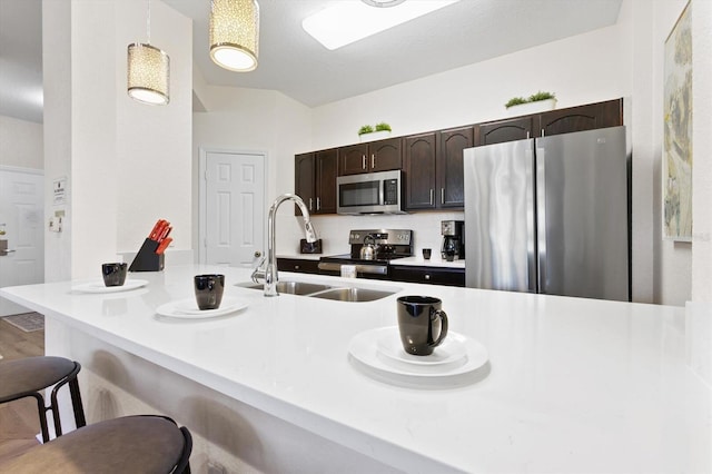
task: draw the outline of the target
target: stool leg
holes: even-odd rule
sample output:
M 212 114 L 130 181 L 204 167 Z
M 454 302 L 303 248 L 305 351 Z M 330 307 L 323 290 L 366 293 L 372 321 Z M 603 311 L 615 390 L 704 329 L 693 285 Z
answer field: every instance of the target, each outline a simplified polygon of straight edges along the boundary
M 63 387 L 67 383 L 69 383 L 69 394 L 71 396 L 71 407 L 75 412 L 75 423 L 77 427 L 80 428 L 87 425 L 87 421 L 85 418 L 85 411 L 81 405 L 81 393 L 79 392 L 79 382 L 77 381 L 77 374 L 81 369 L 81 365 L 75 362 L 75 369 L 65 377 L 61 382 L 55 385 L 52 388 L 52 395 L 50 397 L 51 409 L 52 409 L 52 418 L 55 419 L 55 433 L 57 436 L 62 435 L 62 425 L 61 418 L 59 415 L 59 403 L 57 403 L 57 393 L 61 387 Z
M 79 381 L 77 377 L 69 382 L 69 393 L 71 394 L 71 406 L 75 411 L 75 423 L 77 427 L 87 426 L 87 418 L 85 417 L 85 408 L 81 404 L 81 393 L 79 392 Z
M 49 428 L 47 427 L 47 408 L 44 407 L 44 398 L 38 393 L 33 393 L 30 396 L 32 396 L 37 401 L 37 414 L 40 417 L 42 443 L 47 443 L 49 441 Z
***
* Exercise task: Please turn every line of the items above into a numbered list, leaving out blank lines and the pictures.

* Worked answer:
1. task: draw the outline of the target
2. target: stool leg
3. holes: even-odd rule
4. sample output:
5. M 212 114 L 130 181 L 204 167 Z
6. M 454 302 L 303 248 L 305 351 Z M 330 307 L 323 290 L 366 293 L 372 321 Z M 603 311 L 615 390 L 704 329 L 693 285 Z
7. answer field: every instance of the target, each outline a simplified polygon of straight edges along the boundary
8. M 63 387 L 67 383 L 69 383 L 69 394 L 71 396 L 71 407 L 75 412 L 75 423 L 77 427 L 80 428 L 87 425 L 87 421 L 85 418 L 85 411 L 81 405 L 81 393 L 79 392 L 79 382 L 77 381 L 77 374 L 81 369 L 81 365 L 75 362 L 75 369 L 65 377 L 61 382 L 55 385 L 52 388 L 52 395 L 50 397 L 51 409 L 52 409 L 52 418 L 55 419 L 55 433 L 57 436 L 62 435 L 62 425 L 61 418 L 59 415 L 59 403 L 57 403 L 57 393 L 61 387 Z
9. M 79 381 L 77 377 L 69 382 L 69 393 L 71 394 L 71 406 L 75 411 L 75 423 L 77 427 L 87 426 L 87 418 L 85 417 L 85 408 L 81 404 L 81 393 L 79 392 Z
10. M 49 428 L 47 427 L 47 408 L 44 407 L 44 398 L 38 393 L 33 393 L 30 396 L 32 396 L 37 401 L 37 414 L 40 417 L 42 443 L 47 443 L 49 441 Z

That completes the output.